(Exercise aim): Exact reproduction is needed for the lines from the one with "The task requires interacting with the white" to the end of the listing below, and for no other lines.

(Raw data):
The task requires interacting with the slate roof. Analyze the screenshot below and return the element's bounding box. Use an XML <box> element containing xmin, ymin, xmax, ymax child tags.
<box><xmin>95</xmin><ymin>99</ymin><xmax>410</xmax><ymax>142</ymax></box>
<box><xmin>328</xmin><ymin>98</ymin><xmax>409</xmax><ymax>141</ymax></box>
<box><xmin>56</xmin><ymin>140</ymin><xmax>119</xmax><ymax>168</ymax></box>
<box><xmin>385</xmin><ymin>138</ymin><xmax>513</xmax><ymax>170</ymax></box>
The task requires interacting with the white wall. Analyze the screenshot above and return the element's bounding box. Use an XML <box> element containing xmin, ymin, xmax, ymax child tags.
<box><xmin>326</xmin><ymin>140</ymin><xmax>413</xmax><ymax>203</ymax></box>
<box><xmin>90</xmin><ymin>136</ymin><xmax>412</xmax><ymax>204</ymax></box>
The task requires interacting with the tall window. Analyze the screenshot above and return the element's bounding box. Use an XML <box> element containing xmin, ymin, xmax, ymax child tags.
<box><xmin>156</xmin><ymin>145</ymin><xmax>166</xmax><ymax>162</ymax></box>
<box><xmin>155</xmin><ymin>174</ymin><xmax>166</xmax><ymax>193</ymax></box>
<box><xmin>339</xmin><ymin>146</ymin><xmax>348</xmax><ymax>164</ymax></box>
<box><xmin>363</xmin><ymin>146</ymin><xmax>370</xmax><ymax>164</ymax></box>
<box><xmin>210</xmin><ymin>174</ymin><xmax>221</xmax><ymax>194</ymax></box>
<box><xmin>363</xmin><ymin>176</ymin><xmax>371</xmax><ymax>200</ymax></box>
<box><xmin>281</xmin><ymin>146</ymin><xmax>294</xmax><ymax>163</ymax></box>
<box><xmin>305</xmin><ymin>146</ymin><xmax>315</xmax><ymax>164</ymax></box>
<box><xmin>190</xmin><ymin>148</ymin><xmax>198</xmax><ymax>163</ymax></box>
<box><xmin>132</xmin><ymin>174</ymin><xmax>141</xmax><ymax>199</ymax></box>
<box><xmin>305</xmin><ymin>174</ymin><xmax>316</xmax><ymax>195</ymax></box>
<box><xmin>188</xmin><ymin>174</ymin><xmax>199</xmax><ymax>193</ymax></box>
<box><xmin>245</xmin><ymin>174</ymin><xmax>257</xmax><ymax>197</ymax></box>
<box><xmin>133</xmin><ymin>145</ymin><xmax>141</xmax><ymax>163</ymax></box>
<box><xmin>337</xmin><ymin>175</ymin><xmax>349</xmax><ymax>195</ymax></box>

(Written answer):
The task requires interacting with the white wall. Analyze the screenshot above and return the element's bounding box. Use an XML <box> element containing xmin, ymin, xmax, ymax child tags.
<box><xmin>326</xmin><ymin>140</ymin><xmax>413</xmax><ymax>203</ymax></box>
<box><xmin>90</xmin><ymin>136</ymin><xmax>412</xmax><ymax>204</ymax></box>
The task requires interacting with the tall window. Analyze the screenshot above and return the element's bounding box. Use an XML <box> element containing xmin, ymin, xmax, ymax child tags.
<box><xmin>156</xmin><ymin>145</ymin><xmax>166</xmax><ymax>162</ymax></box>
<box><xmin>155</xmin><ymin>174</ymin><xmax>166</xmax><ymax>193</ymax></box>
<box><xmin>339</xmin><ymin>146</ymin><xmax>348</xmax><ymax>164</ymax></box>
<box><xmin>363</xmin><ymin>146</ymin><xmax>370</xmax><ymax>164</ymax></box>
<box><xmin>210</xmin><ymin>174</ymin><xmax>221</xmax><ymax>194</ymax></box>
<box><xmin>363</xmin><ymin>176</ymin><xmax>371</xmax><ymax>200</ymax></box>
<box><xmin>281</xmin><ymin>146</ymin><xmax>294</xmax><ymax>163</ymax></box>
<box><xmin>305</xmin><ymin>146</ymin><xmax>315</xmax><ymax>164</ymax></box>
<box><xmin>190</xmin><ymin>148</ymin><xmax>198</xmax><ymax>163</ymax></box>
<box><xmin>132</xmin><ymin>174</ymin><xmax>141</xmax><ymax>199</ymax></box>
<box><xmin>305</xmin><ymin>174</ymin><xmax>316</xmax><ymax>195</ymax></box>
<box><xmin>188</xmin><ymin>174</ymin><xmax>199</xmax><ymax>193</ymax></box>
<box><xmin>245</xmin><ymin>174</ymin><xmax>257</xmax><ymax>197</ymax></box>
<box><xmin>133</xmin><ymin>145</ymin><xmax>141</xmax><ymax>163</ymax></box>
<box><xmin>337</xmin><ymin>175</ymin><xmax>349</xmax><ymax>195</ymax></box>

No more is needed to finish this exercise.